#### Job 1
Decide whether each statement below agrees with the pigeon heist story: (a) the building was constructed in 1894; (b) the bells were rung with a pocket knife; (c) the boys were all 12 years old in 1950. For each, answer yes or no and quote the deciding words of the text.

#### Given text
━━━━━━━━━━
Everybody Has a Story: Birdbrained stunt bungles pigeon heist

By Terry Nichols, Fisher’s Landing
Published: May 4, 2019, 6:02am

Four of us had been trying to pick the locked door to the belfry, until finally we quit using an old pocket knife and tried a small piece of celluloid. Amazingly, the door swung open!

This was the Salt Lake City and County building, a block off the downtown area. It’s a massive building, constructed in 1894, with the appearance of a 14th century German castle. We were all 11 years old in 1950, and into trading and collecting pigeons.

The doorway revealed a rickety old stairway, heavily laced with pigeon droppings. This was a good sign. We eventually climbed to a platform with huge open-air windows. Mounted in the center were four enormous bells. We tried ringing them with our knuckles, but the sound was too faint. Then I found an old whiskey bottle in the corner, and in seconds the bells began pealing throughout the city for the first time in many years.

The bottle eventually shattered, but by then we had found a half-sized door that emptied onto the roof. We found ourselves on a narrow catwalk leading to a flag pole at the far end, just before the roof sloped downward. Gazing down at all the nearby houses and cars that looked like dollhouse toys, we became aware just how high up we were. We stalled for a while until someone said, “Well, let’s get it done,” so we continued to the flagpole, squatted down on our butts, feet first, and began carefully inching down toward one of the turrets.
━━━━━━━━━━
#### Provided records
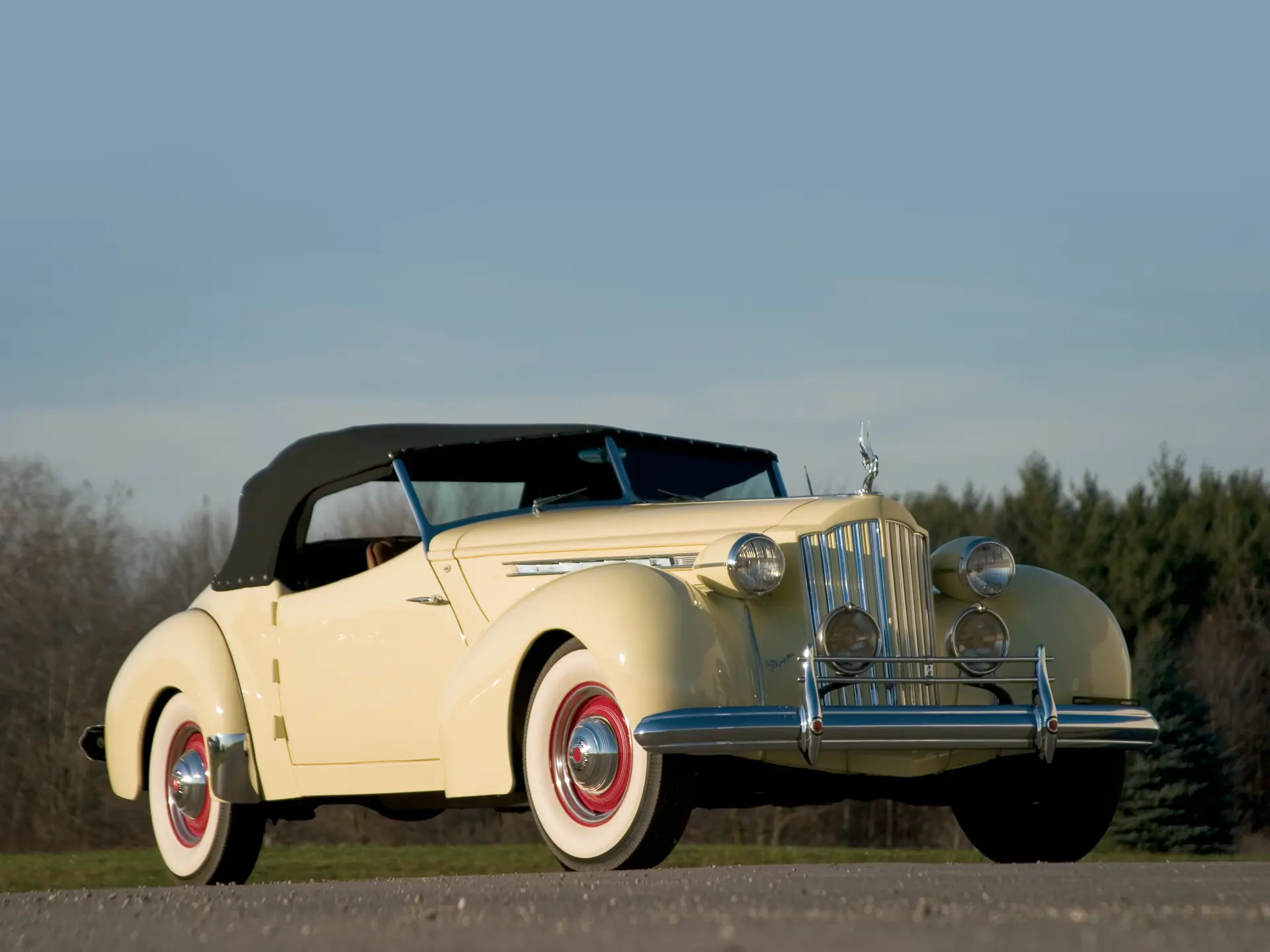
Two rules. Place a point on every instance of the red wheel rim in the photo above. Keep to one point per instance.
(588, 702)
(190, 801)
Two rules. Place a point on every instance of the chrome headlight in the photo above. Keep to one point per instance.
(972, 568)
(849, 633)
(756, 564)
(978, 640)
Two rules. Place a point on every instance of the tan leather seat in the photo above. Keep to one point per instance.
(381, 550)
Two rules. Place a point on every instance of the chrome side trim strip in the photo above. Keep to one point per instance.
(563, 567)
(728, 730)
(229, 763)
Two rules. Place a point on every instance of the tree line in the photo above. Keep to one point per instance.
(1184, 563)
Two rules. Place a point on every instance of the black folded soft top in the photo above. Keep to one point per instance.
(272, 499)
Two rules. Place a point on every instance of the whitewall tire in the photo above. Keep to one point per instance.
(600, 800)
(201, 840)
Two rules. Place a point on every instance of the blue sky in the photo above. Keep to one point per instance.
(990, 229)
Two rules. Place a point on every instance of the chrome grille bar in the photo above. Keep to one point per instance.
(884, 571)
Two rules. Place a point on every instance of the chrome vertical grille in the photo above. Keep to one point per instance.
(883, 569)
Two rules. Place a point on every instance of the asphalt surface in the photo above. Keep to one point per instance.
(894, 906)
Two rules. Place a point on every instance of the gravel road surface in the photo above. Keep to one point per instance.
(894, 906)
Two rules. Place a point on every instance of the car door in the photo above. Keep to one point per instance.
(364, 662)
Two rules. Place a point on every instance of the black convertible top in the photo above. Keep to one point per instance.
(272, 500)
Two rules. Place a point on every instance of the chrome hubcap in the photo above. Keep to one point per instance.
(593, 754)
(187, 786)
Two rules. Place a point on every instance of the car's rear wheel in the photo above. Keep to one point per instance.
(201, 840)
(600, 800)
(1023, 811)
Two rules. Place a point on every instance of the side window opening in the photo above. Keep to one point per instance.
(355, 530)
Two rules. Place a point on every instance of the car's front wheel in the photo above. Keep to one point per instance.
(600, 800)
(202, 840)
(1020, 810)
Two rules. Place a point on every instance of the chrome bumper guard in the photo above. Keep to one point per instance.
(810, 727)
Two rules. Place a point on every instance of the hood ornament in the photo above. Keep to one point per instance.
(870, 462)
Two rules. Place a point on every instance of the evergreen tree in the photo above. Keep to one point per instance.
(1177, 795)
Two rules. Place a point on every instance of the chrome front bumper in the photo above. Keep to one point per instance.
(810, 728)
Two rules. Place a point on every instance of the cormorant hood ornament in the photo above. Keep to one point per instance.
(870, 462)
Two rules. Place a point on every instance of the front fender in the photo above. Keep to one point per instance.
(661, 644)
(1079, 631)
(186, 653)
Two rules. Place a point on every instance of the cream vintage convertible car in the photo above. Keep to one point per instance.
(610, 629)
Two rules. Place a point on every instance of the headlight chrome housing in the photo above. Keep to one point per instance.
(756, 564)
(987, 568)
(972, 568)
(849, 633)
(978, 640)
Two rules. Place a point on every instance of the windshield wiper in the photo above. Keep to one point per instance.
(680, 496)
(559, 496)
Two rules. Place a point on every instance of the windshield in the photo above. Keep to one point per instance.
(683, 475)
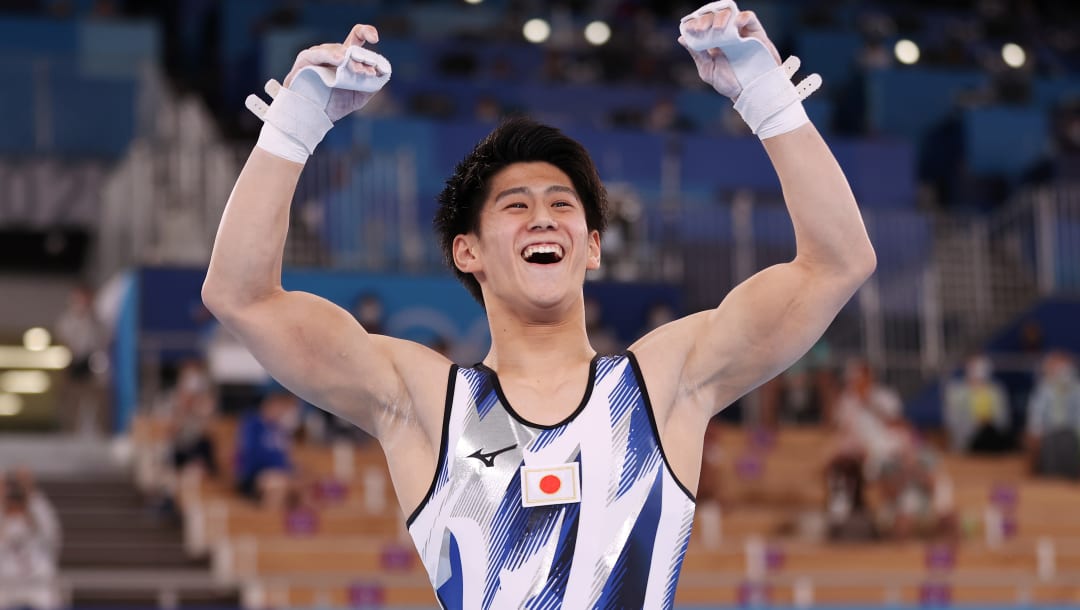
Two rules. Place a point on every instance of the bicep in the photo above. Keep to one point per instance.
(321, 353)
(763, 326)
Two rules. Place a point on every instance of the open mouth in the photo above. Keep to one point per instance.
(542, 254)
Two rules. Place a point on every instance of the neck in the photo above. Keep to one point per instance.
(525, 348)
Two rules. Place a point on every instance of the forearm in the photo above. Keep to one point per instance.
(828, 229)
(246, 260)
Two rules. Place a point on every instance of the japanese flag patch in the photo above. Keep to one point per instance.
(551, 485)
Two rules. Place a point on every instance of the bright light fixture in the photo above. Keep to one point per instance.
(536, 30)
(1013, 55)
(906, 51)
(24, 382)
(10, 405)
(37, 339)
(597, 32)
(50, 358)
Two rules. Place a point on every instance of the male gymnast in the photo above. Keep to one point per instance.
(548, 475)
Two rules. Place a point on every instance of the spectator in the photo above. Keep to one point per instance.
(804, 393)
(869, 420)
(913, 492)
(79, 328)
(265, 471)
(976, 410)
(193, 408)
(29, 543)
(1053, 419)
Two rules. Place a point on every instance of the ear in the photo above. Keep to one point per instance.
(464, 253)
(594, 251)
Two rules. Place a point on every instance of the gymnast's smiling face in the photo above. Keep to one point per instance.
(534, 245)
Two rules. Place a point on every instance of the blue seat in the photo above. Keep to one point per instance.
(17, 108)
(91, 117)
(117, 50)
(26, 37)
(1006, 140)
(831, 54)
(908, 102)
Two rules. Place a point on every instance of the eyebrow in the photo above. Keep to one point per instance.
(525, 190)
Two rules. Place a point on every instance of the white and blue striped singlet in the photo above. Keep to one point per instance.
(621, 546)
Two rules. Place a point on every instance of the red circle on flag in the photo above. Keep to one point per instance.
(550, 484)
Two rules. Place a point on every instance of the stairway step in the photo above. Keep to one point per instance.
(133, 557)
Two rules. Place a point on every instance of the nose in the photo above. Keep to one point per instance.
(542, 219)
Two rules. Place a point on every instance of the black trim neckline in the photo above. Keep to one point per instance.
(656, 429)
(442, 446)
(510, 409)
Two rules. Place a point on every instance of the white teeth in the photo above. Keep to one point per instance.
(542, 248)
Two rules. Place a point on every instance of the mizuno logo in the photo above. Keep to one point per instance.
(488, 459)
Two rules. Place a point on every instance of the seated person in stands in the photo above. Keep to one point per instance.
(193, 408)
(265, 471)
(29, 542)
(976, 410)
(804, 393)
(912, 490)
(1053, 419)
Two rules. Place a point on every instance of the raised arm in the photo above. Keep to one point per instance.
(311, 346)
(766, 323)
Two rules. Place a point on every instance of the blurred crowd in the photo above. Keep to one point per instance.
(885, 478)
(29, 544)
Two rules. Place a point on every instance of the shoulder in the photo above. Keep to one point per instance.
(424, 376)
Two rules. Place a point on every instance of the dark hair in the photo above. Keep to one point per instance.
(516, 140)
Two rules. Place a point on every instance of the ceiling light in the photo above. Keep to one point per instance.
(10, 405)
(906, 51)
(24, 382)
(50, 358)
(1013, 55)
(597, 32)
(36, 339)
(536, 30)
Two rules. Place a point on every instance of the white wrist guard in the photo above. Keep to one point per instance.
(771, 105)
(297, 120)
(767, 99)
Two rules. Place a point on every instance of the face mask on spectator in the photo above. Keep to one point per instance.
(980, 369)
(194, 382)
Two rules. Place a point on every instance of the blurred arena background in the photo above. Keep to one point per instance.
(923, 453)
━━━━━━━━━━
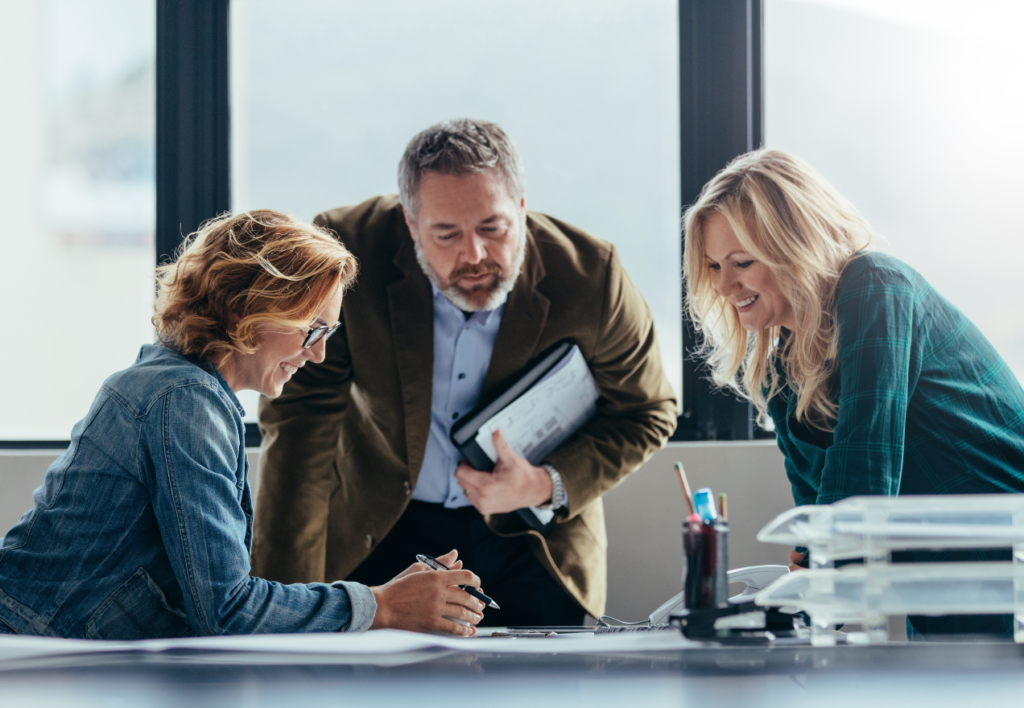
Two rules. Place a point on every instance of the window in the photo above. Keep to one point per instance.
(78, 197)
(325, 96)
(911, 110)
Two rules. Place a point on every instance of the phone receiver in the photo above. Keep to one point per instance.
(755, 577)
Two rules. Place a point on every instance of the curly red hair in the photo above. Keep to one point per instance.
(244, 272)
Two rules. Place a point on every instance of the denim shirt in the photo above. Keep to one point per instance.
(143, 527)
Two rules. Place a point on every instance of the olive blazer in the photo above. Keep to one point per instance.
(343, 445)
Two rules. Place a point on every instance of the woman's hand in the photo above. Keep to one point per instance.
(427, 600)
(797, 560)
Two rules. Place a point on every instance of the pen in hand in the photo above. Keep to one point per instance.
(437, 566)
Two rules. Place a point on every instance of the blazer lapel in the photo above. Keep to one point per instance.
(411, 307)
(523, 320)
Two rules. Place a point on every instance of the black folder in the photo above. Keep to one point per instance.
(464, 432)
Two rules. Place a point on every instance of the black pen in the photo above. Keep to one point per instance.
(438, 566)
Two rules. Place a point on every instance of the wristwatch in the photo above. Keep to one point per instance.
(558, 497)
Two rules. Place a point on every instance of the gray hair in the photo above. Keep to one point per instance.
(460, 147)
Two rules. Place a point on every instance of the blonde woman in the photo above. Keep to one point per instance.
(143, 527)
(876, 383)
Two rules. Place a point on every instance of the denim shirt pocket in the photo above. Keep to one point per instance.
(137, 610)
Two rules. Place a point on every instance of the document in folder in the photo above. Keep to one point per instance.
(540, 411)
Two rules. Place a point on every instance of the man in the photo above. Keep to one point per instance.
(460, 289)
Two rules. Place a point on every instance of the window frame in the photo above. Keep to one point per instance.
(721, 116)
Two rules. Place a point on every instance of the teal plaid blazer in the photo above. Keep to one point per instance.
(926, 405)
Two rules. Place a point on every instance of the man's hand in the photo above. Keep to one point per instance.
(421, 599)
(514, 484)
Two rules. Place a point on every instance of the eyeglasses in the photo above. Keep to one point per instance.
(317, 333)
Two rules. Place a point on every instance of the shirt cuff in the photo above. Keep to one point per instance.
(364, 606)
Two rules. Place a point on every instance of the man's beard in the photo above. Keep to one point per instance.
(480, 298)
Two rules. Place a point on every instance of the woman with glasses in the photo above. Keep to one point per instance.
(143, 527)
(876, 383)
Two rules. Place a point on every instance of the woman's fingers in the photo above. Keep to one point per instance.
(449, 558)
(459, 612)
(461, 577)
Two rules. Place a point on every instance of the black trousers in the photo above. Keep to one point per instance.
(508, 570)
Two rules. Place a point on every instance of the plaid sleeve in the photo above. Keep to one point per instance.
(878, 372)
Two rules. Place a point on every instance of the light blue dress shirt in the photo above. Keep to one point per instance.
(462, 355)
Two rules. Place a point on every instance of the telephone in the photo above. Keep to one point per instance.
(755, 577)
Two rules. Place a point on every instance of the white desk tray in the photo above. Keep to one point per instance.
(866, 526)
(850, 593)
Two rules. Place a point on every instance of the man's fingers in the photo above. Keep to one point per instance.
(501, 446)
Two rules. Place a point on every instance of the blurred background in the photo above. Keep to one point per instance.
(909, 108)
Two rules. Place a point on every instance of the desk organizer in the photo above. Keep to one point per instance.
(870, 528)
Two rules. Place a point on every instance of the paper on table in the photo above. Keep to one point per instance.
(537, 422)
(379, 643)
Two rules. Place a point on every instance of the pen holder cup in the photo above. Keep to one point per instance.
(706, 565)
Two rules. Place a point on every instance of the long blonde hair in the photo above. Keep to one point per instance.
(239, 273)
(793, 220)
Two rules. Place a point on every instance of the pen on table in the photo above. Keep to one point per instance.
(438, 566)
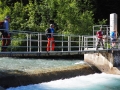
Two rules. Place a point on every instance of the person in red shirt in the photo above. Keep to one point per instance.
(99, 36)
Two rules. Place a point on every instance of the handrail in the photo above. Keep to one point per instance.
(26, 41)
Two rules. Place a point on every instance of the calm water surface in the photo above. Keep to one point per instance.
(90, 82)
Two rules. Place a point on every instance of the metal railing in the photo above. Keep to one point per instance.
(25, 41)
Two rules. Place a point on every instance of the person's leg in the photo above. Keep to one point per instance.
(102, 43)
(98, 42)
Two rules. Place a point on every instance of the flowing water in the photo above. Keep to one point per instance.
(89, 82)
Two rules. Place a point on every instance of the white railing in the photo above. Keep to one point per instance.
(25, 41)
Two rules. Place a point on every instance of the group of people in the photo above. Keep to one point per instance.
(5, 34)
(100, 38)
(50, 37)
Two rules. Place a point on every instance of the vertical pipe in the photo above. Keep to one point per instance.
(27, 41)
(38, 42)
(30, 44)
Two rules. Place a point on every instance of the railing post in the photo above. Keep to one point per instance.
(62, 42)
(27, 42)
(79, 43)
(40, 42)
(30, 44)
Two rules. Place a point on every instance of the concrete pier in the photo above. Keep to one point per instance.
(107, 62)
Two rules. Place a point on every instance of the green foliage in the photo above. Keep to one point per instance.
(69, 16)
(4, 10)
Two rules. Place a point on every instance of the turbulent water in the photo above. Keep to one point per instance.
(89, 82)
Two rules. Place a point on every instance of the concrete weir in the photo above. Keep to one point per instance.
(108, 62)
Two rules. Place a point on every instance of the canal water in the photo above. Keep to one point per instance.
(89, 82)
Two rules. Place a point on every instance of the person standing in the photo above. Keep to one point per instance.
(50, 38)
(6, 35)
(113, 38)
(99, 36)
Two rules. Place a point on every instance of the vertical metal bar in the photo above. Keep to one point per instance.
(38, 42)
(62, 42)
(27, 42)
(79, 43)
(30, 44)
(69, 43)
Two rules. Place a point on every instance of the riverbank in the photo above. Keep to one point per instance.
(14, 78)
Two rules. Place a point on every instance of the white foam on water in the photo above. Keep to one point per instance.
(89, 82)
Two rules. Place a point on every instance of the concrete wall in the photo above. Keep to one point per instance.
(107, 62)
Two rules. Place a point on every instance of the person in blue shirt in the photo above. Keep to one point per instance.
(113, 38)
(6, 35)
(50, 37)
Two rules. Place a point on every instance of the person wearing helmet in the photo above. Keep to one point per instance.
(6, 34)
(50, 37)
━━━━━━━━━━
#### Job 2
Locate every line in the rows above that contains the string "tree", and copy each of those lines. Case counts.

#### Complete answer 1
(a) Yes: "constructed in 1894"
(b) No: "Then I found an old whiskey bottle in the corner, and in seconds the bells began pealing"
(c) No: "We were all 11 years old in 1950"

#### Complete answer 2
Two rules. Place a point on every instance of the tree line in the photo above. Keep to one point per instance.
Two rules. Place a point on every instance of the evergreen tree in the photo above. Keep to one point per instance.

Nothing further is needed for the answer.